:: Supplied records ::
□ □ □ □ □ □ □

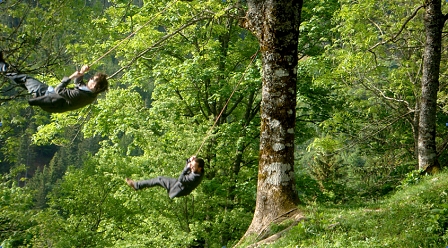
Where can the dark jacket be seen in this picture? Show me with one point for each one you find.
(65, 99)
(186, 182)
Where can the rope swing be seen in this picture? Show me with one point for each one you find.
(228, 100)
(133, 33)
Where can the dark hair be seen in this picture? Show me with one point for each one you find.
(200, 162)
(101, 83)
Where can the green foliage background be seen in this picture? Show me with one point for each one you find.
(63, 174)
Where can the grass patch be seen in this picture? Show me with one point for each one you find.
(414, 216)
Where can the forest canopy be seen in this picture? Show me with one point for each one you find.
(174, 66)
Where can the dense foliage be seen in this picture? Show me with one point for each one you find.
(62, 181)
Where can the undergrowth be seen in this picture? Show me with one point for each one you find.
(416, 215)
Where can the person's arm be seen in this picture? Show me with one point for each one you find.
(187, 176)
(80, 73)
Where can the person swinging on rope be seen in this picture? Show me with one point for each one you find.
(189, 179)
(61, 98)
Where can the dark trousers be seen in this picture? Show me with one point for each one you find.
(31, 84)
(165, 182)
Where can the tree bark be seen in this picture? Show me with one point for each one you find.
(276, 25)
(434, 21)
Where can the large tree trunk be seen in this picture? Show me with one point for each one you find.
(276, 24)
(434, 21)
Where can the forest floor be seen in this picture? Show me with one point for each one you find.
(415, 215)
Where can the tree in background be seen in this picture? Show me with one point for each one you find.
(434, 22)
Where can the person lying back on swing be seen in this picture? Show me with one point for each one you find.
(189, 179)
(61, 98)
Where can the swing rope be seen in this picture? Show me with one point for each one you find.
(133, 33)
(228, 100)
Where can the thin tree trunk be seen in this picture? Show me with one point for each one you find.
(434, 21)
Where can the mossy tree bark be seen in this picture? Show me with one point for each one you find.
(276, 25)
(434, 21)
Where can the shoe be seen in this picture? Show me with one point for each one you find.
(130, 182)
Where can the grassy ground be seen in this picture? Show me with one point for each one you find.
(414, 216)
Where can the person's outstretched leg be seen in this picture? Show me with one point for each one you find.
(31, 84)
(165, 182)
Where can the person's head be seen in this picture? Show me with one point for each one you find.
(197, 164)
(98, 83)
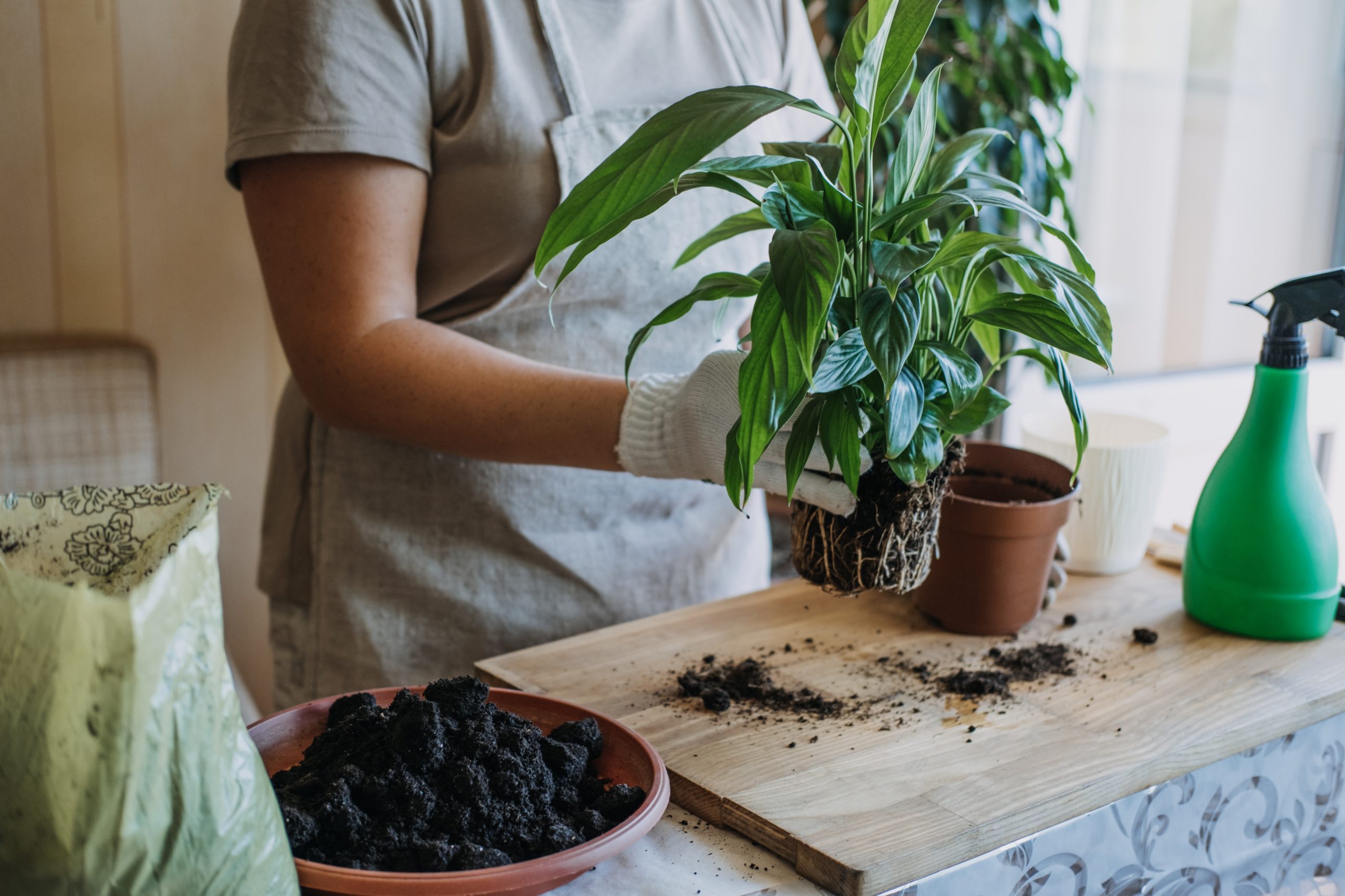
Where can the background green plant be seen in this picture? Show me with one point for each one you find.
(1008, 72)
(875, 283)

□ □ □ □ □ □ □

:: Exercise instructions ::
Your answer must be an exact copy of the listing, minus its pictures.

:: Answer section ::
Where can the dark jacket be seen in this picture? Show me with one point for each one you find.
(65, 99)
(186, 182)
Where can the rope swing be seen in this picture? Show me with one point for each one you find.
(228, 100)
(133, 33)
Where can the dark hair be seen in this picture? Show me with one point for each one you find.
(200, 162)
(101, 83)
Where can the green foliage background be seen in this picture? Show me with one point for each one you find.
(63, 174)
Where can the grass patch be seen in this picture? Show me with one point for each one you find.
(414, 216)
Where can the forest canopy be seen in this picture? Show me with one point for each one you find.
(174, 66)
Where can the dense foliage be seen in this picture? Show me with one point for each one you find.
(62, 181)
Where can the undergrowth be seen in this picture? Show me with one point for each one you find.
(416, 215)
Where can the person's arm be seen in this picture? Show me with one point for each one you find.
(187, 176)
(80, 73)
Where can the person swinging on rope be seen in this picture? Show me with one point for each one you find.
(189, 179)
(61, 98)
Where can the dark trousers be seen in this picture? Show me with one point for each one you find.
(31, 84)
(165, 182)
Where can the tree bark be seen in this picture? Show me with one point for each one you find.
(276, 25)
(434, 21)
Where can the large tree trunk be seen in this picture? Show me with one point for each one you find.
(276, 24)
(434, 21)
Where can the forest floor be seen in this picture? Show me with one point for each one you find.
(415, 215)
Where can the tree in background be seen in this picture? Show me with one point for each one you find.
(434, 22)
Where can the person lying back on swing be seen in this picture? Show me with one point for each one you find.
(189, 179)
(61, 98)
Where can the swing rope be seen in this picture? Show me with one point for each one you find.
(133, 33)
(228, 100)
Where can the thin tree trunk be seen in this picture? Show me with one point for each one you find.
(434, 21)
Where can the mossy tree bark be seen in this picture? Show me with one point for each one you find.
(276, 25)
(434, 21)
Where can the shoe be seen in this picture? Show me with one point for each one you find.
(130, 182)
Where can the grassy ground be seen in this picture? Show me with one point for each one you find.
(414, 216)
Where can the person's outstretched leg be seen in this picture? Show me with one point for each one you find.
(31, 84)
(165, 182)
Where can the person's head be seen in this picture? Show me with one point for each one you find.
(197, 164)
(98, 83)
Where can the background green plant be seen in this picture? Show me with one point for each one you find.
(1008, 72)
(875, 283)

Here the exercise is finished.